**AIM OF THE TASK**
Please rewrite the lines between the one holding "query (the noun phrase to segment): gray" and the one holding "53 317 L 55", inclusive, as a Markdown table with the columns Row and Line, numbering each line and leaving out any blank ones.
========================================================================
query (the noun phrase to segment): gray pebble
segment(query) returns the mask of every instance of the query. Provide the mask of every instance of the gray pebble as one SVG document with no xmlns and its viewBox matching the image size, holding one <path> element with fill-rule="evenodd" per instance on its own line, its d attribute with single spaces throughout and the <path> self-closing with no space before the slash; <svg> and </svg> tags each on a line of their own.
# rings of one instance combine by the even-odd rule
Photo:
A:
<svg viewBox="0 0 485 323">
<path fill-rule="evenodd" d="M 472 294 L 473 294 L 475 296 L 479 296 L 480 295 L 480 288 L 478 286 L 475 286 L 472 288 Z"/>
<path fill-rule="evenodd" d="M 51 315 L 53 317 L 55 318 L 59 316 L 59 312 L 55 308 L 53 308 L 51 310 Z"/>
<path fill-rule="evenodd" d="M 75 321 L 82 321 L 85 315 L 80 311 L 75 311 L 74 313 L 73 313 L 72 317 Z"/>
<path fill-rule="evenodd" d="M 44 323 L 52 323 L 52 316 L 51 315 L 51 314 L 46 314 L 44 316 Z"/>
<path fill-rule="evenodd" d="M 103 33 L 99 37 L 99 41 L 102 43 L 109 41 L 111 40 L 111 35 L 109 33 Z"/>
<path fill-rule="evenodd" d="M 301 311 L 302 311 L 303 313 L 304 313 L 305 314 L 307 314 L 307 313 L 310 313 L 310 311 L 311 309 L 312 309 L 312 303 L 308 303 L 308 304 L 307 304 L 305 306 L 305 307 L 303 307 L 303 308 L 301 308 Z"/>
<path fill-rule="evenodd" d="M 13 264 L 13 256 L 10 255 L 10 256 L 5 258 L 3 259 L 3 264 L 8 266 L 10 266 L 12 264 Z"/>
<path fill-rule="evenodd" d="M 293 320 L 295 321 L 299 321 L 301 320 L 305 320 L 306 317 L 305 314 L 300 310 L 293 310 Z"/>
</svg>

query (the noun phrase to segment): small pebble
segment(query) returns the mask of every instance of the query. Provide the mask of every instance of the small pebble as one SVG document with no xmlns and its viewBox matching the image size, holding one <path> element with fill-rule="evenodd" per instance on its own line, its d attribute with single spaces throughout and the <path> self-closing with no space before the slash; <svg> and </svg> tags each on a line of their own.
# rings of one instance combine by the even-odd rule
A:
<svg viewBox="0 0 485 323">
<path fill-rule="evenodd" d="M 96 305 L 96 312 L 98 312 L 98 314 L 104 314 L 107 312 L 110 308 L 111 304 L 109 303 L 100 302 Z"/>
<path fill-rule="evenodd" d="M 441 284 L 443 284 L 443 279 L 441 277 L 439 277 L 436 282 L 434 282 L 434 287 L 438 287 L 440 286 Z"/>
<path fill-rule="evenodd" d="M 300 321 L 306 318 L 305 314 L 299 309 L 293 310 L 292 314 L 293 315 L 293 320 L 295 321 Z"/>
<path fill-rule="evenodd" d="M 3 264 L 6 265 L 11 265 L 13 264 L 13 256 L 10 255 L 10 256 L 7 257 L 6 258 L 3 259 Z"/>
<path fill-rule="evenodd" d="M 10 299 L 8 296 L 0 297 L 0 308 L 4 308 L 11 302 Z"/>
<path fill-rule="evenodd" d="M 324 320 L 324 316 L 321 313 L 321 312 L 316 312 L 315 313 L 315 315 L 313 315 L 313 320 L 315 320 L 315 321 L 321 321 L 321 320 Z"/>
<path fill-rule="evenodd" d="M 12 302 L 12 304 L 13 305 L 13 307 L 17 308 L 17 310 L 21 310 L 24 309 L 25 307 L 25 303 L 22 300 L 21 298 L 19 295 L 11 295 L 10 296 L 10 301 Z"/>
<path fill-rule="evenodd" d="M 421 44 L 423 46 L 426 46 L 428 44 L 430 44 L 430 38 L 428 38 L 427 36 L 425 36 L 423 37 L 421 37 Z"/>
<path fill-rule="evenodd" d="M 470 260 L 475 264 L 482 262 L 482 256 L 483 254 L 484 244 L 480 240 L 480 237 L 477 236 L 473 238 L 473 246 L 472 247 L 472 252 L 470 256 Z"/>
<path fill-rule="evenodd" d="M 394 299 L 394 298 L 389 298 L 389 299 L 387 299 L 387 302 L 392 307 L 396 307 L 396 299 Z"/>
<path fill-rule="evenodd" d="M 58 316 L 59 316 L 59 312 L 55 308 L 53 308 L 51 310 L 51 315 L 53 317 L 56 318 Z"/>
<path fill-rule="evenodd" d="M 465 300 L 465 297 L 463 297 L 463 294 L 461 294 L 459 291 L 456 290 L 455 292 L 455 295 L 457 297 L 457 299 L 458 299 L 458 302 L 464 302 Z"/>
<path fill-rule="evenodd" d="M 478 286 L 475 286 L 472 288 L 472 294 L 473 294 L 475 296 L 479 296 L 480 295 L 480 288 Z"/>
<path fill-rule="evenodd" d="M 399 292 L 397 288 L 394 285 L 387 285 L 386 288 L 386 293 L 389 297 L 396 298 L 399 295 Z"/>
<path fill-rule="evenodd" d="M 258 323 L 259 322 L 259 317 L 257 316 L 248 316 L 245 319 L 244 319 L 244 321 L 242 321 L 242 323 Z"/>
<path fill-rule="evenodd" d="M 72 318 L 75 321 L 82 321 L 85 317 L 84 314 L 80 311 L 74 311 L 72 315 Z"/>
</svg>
========================================================================
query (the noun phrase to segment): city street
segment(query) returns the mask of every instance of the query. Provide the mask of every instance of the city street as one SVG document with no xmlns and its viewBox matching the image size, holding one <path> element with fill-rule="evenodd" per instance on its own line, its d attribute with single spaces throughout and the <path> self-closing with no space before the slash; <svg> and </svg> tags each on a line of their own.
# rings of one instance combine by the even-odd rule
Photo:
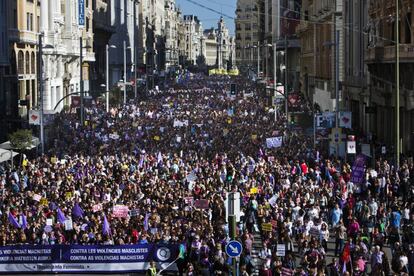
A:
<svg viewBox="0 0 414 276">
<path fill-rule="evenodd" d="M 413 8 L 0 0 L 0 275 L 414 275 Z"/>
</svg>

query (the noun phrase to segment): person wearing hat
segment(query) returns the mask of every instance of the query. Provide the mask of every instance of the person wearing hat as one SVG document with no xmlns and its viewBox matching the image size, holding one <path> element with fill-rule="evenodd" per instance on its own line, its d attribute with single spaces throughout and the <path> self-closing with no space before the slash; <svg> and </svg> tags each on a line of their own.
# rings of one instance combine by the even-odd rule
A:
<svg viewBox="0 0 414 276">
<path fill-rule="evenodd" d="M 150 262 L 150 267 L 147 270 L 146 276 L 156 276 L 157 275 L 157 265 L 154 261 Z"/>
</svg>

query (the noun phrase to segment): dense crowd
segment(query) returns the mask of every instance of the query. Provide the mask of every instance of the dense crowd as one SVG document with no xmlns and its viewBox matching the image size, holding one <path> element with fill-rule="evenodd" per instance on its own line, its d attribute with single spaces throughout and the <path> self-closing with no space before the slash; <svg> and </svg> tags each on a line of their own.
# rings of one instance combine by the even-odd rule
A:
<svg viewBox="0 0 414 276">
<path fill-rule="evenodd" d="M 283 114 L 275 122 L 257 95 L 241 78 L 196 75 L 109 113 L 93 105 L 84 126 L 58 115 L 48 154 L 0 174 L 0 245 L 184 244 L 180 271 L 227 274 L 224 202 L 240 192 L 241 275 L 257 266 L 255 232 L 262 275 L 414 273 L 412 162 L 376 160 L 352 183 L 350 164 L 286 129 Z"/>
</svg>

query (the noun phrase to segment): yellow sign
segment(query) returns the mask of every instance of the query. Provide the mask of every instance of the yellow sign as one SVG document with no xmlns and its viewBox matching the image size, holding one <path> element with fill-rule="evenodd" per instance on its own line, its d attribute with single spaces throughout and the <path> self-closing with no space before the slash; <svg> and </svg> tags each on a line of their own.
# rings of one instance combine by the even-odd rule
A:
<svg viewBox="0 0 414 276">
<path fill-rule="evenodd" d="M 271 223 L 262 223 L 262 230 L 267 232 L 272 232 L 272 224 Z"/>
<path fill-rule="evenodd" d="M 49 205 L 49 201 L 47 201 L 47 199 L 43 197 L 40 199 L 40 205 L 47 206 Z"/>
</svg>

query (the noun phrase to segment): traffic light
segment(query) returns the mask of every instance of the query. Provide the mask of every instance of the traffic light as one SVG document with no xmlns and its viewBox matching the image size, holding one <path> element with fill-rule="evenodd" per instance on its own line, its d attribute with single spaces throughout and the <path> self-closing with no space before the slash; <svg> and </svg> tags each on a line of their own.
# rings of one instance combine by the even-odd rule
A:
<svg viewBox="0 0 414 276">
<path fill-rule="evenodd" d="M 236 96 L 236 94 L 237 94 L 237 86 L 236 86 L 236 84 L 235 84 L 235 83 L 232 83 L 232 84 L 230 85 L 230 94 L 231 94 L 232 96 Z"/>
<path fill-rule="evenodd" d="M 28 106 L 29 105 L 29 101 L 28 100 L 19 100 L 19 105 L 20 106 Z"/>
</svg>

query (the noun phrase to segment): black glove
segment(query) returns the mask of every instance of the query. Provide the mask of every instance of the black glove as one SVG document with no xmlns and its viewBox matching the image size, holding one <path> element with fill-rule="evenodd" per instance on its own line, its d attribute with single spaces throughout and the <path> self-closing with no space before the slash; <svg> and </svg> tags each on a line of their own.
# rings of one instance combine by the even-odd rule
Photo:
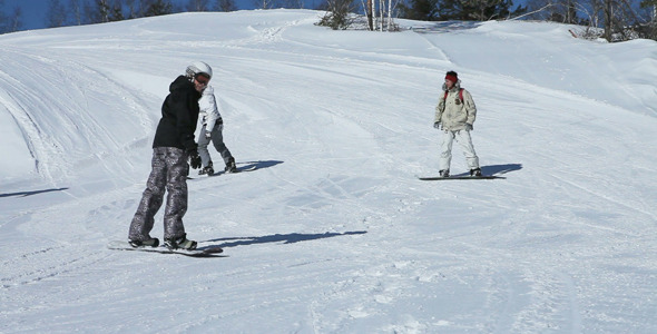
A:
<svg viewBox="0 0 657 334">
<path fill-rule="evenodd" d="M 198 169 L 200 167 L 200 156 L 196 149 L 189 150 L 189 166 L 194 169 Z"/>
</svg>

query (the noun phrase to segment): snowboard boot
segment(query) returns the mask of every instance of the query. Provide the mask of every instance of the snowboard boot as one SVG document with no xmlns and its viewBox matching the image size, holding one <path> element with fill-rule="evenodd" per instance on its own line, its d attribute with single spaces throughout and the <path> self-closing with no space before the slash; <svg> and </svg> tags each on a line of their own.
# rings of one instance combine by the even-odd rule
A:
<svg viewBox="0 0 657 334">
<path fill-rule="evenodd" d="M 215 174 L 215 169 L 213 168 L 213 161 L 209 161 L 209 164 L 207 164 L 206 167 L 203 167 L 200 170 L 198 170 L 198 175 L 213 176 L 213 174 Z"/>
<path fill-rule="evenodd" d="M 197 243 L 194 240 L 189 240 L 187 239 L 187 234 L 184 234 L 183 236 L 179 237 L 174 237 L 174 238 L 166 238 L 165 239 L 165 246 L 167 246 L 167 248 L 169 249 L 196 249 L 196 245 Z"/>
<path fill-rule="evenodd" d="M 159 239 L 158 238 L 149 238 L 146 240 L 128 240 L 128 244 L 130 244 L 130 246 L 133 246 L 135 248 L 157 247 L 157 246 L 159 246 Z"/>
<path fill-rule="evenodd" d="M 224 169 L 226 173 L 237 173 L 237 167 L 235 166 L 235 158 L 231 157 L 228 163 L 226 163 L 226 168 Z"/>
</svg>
========================================================================
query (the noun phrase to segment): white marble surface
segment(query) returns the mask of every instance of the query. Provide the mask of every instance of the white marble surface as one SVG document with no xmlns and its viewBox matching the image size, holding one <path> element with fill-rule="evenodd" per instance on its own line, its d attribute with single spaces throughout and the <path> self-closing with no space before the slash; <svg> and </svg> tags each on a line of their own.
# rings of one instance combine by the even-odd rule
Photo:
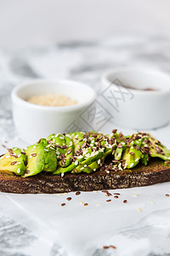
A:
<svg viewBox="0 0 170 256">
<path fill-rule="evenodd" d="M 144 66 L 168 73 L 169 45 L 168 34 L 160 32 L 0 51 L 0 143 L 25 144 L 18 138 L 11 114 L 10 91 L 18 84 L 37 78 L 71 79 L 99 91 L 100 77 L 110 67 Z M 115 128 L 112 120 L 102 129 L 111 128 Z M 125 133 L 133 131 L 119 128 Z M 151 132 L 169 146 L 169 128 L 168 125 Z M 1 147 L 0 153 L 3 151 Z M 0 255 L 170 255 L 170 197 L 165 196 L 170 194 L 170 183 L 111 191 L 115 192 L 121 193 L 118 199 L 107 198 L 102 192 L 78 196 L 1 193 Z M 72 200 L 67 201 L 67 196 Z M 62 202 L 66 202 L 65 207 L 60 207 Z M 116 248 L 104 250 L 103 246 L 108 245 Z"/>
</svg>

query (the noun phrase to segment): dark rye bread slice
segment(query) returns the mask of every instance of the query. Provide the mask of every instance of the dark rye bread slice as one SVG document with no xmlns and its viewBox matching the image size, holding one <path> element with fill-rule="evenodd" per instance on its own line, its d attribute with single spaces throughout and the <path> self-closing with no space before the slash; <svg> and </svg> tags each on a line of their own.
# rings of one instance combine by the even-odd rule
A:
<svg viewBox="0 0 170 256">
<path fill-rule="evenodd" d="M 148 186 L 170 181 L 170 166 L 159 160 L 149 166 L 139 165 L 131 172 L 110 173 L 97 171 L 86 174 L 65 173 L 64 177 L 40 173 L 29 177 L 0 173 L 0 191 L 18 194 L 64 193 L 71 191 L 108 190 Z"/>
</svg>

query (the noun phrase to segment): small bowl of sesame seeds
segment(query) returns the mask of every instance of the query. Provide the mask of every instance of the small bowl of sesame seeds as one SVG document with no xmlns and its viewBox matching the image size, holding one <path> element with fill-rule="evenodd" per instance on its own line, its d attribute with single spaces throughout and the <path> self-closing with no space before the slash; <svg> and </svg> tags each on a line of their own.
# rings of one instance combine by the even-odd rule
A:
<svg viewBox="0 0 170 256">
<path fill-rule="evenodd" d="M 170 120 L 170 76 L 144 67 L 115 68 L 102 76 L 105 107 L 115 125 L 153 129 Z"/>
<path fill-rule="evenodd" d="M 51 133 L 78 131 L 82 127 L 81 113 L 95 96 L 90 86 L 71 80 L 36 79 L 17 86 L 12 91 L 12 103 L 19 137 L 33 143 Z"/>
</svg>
========================================================================
**FINAL RESULT**
| Row | Line |
|---|---|
| 1 | query (the noun phrase to segment): gray pebble |
| 2 | segment(query) returns the mask of every instance of the query. Provide the mask of every instance of the gray pebble as one SVG document with no xmlns and its viewBox matching the image size, holding one <path> element with fill-rule="evenodd" per instance on its own line, its d attribute with single spaces throughout and the <path> self-closing with no space before the slash; <svg> and </svg> tags each on a line of their own. |
| 3 | # rings of one instance combine by the even-odd rule |
| 4 | Photo: |
| 5 | A: |
| 6 | <svg viewBox="0 0 485 323"> |
| 7 | <path fill-rule="evenodd" d="M 472 294 L 473 294 L 475 296 L 479 296 L 480 295 L 480 288 L 478 286 L 475 286 L 472 288 Z"/> |
| 8 | <path fill-rule="evenodd" d="M 51 315 L 53 317 L 55 318 L 59 316 L 59 312 L 55 308 L 53 308 L 51 310 Z"/> |